──────── RECORDS SUPPLIED

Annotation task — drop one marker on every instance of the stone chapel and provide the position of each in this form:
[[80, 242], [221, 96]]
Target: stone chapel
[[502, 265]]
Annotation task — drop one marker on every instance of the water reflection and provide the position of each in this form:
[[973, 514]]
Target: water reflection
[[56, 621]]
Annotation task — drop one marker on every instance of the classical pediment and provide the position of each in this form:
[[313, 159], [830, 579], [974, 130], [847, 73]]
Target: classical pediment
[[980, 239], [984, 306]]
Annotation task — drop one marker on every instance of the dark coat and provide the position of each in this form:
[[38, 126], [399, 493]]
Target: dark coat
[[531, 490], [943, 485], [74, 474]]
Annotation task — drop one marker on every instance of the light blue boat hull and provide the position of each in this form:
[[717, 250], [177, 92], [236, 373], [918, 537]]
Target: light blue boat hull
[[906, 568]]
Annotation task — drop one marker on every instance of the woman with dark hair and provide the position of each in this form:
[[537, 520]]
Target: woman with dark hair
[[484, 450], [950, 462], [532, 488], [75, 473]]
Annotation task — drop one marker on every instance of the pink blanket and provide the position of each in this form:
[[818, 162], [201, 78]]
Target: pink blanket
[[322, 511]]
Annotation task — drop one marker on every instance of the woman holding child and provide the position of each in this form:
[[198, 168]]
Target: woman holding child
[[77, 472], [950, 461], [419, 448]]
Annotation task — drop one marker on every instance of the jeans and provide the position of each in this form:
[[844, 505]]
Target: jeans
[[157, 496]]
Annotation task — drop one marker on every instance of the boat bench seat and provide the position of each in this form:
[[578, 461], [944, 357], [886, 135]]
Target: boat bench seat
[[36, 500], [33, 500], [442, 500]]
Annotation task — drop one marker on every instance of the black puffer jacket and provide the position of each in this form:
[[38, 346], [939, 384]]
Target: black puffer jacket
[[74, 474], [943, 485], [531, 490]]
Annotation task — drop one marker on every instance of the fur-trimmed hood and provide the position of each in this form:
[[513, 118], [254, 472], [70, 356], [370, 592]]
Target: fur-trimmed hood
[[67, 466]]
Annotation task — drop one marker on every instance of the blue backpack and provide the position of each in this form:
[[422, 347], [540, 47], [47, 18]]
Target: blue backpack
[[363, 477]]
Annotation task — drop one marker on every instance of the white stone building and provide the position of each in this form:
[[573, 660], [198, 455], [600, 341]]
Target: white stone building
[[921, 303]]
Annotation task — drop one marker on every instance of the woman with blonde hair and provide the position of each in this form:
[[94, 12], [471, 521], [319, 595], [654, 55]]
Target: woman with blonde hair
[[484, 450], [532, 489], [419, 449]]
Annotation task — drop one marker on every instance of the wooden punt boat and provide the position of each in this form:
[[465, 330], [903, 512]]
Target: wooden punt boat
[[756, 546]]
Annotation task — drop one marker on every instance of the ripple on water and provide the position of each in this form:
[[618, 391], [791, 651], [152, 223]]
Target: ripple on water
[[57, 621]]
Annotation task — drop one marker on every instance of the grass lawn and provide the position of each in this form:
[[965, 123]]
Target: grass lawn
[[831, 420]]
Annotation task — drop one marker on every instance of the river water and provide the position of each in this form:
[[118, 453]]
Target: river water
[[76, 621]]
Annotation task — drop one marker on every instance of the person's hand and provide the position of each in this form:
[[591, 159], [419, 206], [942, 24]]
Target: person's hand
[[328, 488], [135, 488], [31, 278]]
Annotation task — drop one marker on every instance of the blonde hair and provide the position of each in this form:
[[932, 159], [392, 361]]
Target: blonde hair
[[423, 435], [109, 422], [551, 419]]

────────────────

* [TASK DETAILS]: Only those lines of the entries above that run from the line containing "[[573, 660], [198, 455], [600, 341]]" to the line containing "[[94, 12], [471, 521], [319, 595], [654, 55]]", both included, should be transcribed exactly.

* [EXERCISE RESPONSE]:
[[573, 660], [198, 455], [600, 341]]
Target: white stone building
[[921, 303]]
Annotation task — drop one marker on every instance of the woman with blonde hair and provide the position of each in this form:
[[94, 12], [471, 521], [319, 595], [654, 55]]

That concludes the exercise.